What is needed:
Could you copy out these records again, from the first line through the line containing "[(214, 241)]", keeping the requests and multiplying every pixel coordinate in the answers by 1.1, rounded to whole numbers with halves going up? Leave the sample coordinates inside the requests unchanged, and omit the pictures.

BEGIN Records supplied

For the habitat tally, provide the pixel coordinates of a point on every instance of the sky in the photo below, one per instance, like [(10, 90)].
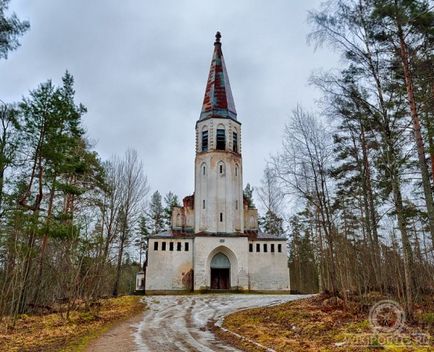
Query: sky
[(141, 66)]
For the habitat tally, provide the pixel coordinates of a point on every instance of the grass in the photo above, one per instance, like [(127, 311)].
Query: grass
[(51, 332), (319, 324)]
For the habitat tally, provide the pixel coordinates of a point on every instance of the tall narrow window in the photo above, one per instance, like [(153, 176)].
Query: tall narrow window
[(221, 139), (204, 141), (235, 142)]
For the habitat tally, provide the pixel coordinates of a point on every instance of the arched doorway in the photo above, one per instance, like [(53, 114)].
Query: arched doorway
[(220, 272)]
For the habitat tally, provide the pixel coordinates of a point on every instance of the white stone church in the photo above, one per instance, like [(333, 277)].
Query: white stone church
[(215, 242)]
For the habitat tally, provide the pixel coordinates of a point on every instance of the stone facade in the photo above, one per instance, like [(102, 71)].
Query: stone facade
[(214, 241)]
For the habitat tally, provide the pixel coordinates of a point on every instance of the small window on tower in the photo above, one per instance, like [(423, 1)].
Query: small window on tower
[(221, 139), (204, 141), (235, 142)]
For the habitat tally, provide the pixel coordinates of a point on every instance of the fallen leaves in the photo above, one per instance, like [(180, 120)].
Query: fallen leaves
[(51, 332)]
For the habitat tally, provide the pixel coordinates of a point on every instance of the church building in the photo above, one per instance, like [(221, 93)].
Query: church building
[(214, 242)]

END Records supplied

Full output:
For the habitat tally, provide the pixel coordinates of a point on every instance of the sky in the photo below, one per instance, like [(10, 90)].
Query: sky
[(155, 73)]
For the habitat tally, provide the pixel coordinates of a point on every instance of the grass in the photo above, one per instance, like [(127, 311)].
Query: grass
[(56, 365), (351, 356)]
For the habitat tally, provide the pixel coordinates of a point on every instance of the tall narrow window in the photo above, one per instance, like [(153, 176)].
Query: tall narrow window
[(243, 153), (224, 155), (259, 156)]
For the habitat tally, provide the pixel coordinates of a point on every instance of the arched doorway in the photo above, one per instance, like [(53, 114)].
Query: arched doorway
[(242, 299)]
For the habitat tally, provide the pixel coordinates of a point on every instance of the white stone church in the photo above, one per instance, like [(333, 277)].
Query: white stone church
[(237, 266)]
For the habitat tally, provide the pixel coordinates of a point on every instance of the stone facade in the photo above, one per instance, like [(102, 71)].
Query: stone facade
[(235, 265)]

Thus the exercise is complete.